_Task objective_. Reproduce the items verbatim for the stretch from the very first line through the line containing "x=314, y=191", with both ends included.

_Input records_.
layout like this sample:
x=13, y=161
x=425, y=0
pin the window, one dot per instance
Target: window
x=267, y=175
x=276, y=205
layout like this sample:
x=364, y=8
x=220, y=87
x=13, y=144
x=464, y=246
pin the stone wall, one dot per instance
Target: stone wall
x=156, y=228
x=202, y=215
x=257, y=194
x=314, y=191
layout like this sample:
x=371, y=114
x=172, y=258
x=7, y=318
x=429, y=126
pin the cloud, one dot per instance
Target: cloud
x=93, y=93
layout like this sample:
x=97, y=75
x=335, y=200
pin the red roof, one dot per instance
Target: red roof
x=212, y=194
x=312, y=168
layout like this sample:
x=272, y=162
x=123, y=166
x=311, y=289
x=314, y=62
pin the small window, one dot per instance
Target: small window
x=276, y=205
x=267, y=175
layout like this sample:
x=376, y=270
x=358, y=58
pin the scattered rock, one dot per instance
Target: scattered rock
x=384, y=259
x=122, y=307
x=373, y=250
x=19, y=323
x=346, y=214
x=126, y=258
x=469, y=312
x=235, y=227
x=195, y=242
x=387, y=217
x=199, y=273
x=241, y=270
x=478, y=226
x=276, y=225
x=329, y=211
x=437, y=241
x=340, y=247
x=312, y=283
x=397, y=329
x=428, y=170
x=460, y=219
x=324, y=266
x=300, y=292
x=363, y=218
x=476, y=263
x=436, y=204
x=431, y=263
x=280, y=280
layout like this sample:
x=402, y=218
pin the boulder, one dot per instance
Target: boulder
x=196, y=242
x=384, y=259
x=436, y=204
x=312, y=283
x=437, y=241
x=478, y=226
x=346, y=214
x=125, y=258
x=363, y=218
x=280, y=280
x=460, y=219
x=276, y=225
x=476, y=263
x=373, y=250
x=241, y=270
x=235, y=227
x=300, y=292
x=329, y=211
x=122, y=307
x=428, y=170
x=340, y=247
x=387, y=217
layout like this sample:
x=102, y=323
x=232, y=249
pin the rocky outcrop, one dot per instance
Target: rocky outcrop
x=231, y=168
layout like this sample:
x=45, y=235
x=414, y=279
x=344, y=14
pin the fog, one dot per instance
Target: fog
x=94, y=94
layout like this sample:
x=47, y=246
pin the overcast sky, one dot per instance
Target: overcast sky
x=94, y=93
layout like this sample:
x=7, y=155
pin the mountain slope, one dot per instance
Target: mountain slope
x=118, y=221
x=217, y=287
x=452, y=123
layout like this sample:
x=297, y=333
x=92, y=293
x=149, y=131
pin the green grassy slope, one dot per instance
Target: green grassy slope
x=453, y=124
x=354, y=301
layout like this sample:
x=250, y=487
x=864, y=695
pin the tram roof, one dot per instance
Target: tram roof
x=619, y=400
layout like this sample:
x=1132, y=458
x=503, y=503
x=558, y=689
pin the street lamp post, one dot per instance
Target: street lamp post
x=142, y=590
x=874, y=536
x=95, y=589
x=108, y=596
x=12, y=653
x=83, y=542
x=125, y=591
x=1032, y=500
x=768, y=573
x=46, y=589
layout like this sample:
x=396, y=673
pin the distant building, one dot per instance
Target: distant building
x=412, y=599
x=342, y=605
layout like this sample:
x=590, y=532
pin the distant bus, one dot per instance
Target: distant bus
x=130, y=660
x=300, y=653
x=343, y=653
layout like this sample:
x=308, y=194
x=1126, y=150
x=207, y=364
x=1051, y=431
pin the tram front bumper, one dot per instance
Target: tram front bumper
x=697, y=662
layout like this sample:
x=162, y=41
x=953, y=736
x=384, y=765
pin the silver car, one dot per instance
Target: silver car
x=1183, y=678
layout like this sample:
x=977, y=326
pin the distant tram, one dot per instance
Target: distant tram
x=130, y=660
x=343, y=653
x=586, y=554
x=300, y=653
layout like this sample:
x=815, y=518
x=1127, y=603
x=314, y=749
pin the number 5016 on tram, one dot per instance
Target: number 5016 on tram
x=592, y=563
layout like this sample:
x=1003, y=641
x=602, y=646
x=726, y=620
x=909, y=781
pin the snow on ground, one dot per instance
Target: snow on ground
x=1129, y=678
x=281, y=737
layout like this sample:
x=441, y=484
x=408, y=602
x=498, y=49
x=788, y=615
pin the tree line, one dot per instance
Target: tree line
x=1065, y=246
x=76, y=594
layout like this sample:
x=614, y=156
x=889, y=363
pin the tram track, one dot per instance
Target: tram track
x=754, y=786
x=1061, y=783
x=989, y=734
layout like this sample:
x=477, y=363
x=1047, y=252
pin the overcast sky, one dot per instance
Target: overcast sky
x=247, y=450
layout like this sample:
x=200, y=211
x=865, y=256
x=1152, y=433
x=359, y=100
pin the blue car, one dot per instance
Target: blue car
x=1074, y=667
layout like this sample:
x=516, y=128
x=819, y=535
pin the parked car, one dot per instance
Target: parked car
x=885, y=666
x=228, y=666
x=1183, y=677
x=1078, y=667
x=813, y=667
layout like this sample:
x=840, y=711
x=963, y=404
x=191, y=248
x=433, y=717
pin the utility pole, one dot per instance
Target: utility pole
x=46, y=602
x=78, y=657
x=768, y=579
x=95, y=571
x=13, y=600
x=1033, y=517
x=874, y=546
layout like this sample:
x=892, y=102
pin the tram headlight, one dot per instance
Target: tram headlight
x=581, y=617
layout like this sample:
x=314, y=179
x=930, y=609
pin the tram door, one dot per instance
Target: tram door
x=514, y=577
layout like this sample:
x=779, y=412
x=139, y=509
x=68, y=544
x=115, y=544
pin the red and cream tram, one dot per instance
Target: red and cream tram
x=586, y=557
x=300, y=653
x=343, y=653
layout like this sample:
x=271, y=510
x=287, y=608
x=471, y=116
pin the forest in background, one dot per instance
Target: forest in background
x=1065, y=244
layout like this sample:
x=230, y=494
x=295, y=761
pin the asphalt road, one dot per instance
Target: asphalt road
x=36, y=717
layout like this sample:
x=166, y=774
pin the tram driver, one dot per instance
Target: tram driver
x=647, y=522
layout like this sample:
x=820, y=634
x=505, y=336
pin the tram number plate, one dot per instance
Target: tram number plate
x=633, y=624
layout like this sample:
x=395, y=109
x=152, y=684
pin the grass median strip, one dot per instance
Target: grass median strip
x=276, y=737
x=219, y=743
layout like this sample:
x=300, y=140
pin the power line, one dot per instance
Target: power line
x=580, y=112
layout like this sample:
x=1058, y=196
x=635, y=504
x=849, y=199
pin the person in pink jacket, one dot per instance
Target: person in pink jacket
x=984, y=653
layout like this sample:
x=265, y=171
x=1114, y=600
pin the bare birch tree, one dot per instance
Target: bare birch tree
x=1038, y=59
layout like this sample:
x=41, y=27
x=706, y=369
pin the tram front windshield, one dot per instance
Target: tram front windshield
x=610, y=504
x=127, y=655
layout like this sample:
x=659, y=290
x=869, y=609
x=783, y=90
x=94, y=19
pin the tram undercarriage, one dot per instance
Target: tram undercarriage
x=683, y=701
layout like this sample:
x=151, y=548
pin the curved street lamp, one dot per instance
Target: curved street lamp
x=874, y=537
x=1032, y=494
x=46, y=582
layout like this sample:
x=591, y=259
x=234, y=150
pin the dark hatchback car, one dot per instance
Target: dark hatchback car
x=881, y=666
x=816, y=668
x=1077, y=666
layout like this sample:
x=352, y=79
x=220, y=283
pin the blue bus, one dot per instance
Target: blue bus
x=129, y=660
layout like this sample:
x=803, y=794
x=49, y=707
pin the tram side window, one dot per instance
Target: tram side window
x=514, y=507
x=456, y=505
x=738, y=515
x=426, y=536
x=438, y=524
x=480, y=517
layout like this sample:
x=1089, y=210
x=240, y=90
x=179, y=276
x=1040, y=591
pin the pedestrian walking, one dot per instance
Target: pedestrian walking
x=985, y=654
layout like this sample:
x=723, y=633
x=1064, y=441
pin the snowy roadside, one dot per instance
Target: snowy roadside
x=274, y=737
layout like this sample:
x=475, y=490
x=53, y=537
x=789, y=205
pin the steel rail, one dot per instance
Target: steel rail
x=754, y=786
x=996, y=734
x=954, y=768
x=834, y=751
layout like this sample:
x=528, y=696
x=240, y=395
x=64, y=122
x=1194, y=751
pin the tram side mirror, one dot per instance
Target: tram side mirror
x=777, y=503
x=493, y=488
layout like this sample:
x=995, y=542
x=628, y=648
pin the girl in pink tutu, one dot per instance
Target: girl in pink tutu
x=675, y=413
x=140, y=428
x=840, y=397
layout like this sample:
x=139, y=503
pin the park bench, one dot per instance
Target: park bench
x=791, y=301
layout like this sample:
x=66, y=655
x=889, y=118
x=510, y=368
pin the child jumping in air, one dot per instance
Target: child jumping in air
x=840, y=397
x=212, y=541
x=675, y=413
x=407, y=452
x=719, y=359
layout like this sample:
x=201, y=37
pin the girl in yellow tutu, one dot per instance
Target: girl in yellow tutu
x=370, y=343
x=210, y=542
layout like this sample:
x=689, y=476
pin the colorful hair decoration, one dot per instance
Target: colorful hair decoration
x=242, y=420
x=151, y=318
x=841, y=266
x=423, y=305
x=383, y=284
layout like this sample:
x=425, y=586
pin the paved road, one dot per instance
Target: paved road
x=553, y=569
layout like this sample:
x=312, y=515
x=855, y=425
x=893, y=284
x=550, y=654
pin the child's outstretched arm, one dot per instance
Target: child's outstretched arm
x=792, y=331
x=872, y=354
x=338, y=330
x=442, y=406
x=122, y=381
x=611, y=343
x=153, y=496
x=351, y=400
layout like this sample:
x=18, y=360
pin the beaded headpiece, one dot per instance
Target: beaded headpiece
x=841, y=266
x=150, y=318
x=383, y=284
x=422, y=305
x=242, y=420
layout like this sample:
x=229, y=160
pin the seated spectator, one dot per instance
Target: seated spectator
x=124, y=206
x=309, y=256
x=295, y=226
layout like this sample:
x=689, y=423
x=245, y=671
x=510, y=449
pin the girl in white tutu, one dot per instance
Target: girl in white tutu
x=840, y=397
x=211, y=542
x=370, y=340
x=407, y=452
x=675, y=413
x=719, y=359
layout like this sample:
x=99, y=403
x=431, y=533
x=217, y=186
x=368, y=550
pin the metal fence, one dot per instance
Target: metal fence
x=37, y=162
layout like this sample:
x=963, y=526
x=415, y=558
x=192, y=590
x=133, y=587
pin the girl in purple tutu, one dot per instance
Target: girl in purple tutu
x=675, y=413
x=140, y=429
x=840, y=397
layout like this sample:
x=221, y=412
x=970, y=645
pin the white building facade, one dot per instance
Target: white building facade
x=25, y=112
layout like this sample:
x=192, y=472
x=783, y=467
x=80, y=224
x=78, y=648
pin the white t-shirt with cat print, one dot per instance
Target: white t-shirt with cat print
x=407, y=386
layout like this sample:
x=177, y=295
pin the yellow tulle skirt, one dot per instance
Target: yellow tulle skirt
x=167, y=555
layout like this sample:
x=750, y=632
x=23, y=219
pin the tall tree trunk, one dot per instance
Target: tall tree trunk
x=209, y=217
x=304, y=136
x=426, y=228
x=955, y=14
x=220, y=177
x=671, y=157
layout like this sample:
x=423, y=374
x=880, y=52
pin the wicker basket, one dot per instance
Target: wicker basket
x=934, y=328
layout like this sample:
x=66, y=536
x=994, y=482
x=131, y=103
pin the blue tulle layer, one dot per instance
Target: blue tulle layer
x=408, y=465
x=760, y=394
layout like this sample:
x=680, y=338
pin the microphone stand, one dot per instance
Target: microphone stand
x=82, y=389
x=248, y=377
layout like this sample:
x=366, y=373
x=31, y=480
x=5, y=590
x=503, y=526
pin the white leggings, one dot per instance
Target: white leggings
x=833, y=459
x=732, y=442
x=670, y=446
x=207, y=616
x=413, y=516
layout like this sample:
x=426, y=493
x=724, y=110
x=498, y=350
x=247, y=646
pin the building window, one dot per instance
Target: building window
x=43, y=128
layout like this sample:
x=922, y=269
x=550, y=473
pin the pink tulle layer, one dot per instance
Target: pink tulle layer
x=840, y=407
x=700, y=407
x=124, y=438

_Exercise result_.
layout like this sample:
x=13, y=161
x=425, y=0
pin the window, one dot per instance
Target: window
x=267, y=175
x=276, y=205
layout like this sample:
x=364, y=8
x=220, y=87
x=13, y=144
x=464, y=246
pin the stone wall, one dot per instance
Target: stone wall
x=156, y=228
x=202, y=215
x=257, y=194
x=314, y=191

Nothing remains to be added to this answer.